Los viajes también nos abrieron las puertas a realidades impensadas. Nos permitieron conocer a muchísimas personas que estaban trabajando para que la humanidad despierte a la luz, y nos ayudaron a que fuésemos coherentes con nuestro pensar, sentir y obrar. Pese a que había muchos asuntos que nos disgustaban, caímos en la cuenta de que como todo enseña, las situaciones que podríamos haber caratulado como negativas eran las más aleccionadoras. Nos revelaban qué cosas no tendríamos que hacer o qué deberíamos emprender de manera distinta, para no cometer los mismos errores. En un principio, discutíamos sobre si la mujer era para nosotros una maestra. 
Los viajes nos demostraron que eso carecía de importancia. En realidad, todos somos maestros y alumnos, ya que intercambiamos roles, a medida que las circunstancias van variando. La mayor dificultad radicaba en reconocer como válido aquello que se nos informaba por intermedio de la mujer. Sabíamos que su personalidad podía interferir y que existía la posibilidad de que interpretara lo que recibía. Nuestro temor era que nos terminara comunicando lo que ella creía que le estaban diciendo, en vez de lo que verdaderamente le transmitían. En ese sentido, Alejandro corría con ventaja porque muchas de las situaciones las podía visualizar. La única diferencia era que a él le costaba convalidar lo que percibía y generalmente lo descalificaba, atribuyéndoselo a creaciones de su “frondosa imaginación”. En el marco de las canalizaciones, lo más duro de aceptar eran las visiones catastróficas que planteaba la mujer: grandes inundaciones, terremotos, huracanes y demás desastres climáticos que arrasarían con buena parte de la humanidad. Estas percepciones eran coincidentes con centenares de mensajes publicados en Internet. En donde diferentes videntes y personas con habilidades extrasensoriales señalaban que los traumáticos fenómenos que se estaban produciendo, a escala global, respondían a un cambio vibracional del planeta.

-=-=-

▶ _Instrucciones_
• 1. Indica si cada afirmación concuerda con el fragmento sobre los viajes, respondiendo sí o no y citando literalmente las palabras decisivas: (a) Alejandro podía visualizar muchas de las situaciones; (b) las situaciones que podrían haberse considerado negativas resultaron ser las menos aleccionadoras; (c) las visiones catastróficas de la mujer no coincidían con ningún mensaje publicado en Internet.
• 2. Prosigue el fragmento sobre los viajes a partir de su última oración.
El listado no interviene para nada en esto.

-=-=-

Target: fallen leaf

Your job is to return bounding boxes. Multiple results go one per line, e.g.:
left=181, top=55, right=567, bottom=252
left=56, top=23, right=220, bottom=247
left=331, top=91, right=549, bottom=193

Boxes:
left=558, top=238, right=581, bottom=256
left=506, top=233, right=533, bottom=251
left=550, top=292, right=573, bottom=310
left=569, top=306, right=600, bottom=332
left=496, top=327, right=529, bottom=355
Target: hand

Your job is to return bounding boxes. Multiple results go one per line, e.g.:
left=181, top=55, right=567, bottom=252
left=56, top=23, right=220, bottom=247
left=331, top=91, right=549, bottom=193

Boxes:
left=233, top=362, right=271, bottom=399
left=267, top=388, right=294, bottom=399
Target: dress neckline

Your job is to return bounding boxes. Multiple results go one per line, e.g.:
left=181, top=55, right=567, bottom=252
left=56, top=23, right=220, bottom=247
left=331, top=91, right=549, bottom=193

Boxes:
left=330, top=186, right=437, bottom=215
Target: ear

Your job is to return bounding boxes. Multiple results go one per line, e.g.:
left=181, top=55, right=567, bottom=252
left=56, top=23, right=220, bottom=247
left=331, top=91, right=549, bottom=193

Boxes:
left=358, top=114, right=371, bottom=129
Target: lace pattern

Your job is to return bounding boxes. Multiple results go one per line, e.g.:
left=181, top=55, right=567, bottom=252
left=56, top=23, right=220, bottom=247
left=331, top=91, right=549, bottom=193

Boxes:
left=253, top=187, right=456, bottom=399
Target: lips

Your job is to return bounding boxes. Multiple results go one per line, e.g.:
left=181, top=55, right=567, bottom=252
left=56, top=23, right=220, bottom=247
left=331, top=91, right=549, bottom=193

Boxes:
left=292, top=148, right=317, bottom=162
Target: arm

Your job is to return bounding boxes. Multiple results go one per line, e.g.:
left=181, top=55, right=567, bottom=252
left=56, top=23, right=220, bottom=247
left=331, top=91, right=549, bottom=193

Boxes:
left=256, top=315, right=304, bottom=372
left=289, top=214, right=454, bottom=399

-=-=-

▶ _Respuestas esperadas_
• 1.
(a) Sí: «Alejandro corría con ventaja porque muchas de las situaciones las podía visualizar».
(b) No: «las situaciones que podríamos haber caratulado como negativas eran las más aleccionadoras».
(c) No: «Estas percepciones eran coincidentes con centenares de mensajes publicados en Internet».

• 2.
Al analizar este último punto, que generalmente prefería saltear porque me costaba admitir que pudiese ser cierto, mi posición era que por más que las visiones fuesen correctas, eso no significaba que realmente fuesen a suceder, dado que las profecías son transmitidas para que no se cumplan. 
Sostenía mi razonamiento argumentando que es como cuando un padre amenaza a su hijo con que le va a pegar. Obviamente, el mensaje tiene que ser transmitido con el mayor realismo posible, de lo contrario no tendría efecto.
Cuando escuché mis palabras, caí en la cuenta de que una vez que al padre se le agota la paciencia y se enoja porque no consigue que su hijo entre en razones, a veces no le queda otra alternativa que actuar con mano dura. No me hizo mucha gracia darme cuenta de esa realidad. Era inquietante escuchar que la mujer nos dijese frases tales como “este lugar quedará totalmente tapado por las aguas” o “veo que este sitio será destruido y habrá mucho dolor y sufrimiento”. Tras el balance, decidimos que ya habíamos recorrido un largo trecho y no podíamos quedarnos a mitad del camino. Nos movía la curiosidad, las sincronicidades que se fueron plasmando, las manifestaciones personales que tuvimos y nuestro espíritu de aventura. Decidimos seguir. 
En septiembre, los tres nos pusimos nuevamente al servicio de una nueva canalización. Esta vez, el lugar señalado fue el Lago Puelo, situado al noroeste de la provincia de Chubut, y distante 15 kilómetros de la ciudad de El Bolsón. Una vez allí, nos dirigimos en la embarcación “Juana de Arco” al punto exacto del lago en donde hacía dos años, alrededor de 300 personas de distintas partes del mundo se reunieron para activar un diamante etérico, que cumpliría funciones de limpieza planetaria. El capitán del barco detuvo la marcha justo en el sitio en donde, supuestamente, estaba el diamante. La mujer encendió velas y sahumerios. Se puso a rezar y en medio de las oraciones narró lo que sucedía. Como no podía ver ni sentir nada, escuchaba lo que decía la mujer como quien presencia el relato de un cuento fantástico. Por medio de un lápiz, la mujer dibujó en un cuaderno cómo eran los seres de otras dimensiones que se estaban comunicando con ella. Por lo único que podía dar crédito a sus palabras era que Alejandro también veía lo mismo e incluso, a veces, hacía comentarios que complementaban los dichos de la mujer.
Por más que trataba de ocultarlo, me estaba cansando de escuchar y ver a través de otros. Por si eso fuese poco, esa noche, cuando estábamos durmiendo en la habitación, Alejandro me dijo: “Al lado de tu cama hay una señora que te está mirando con mucho amor y quiere entregarte un ramo de flores”.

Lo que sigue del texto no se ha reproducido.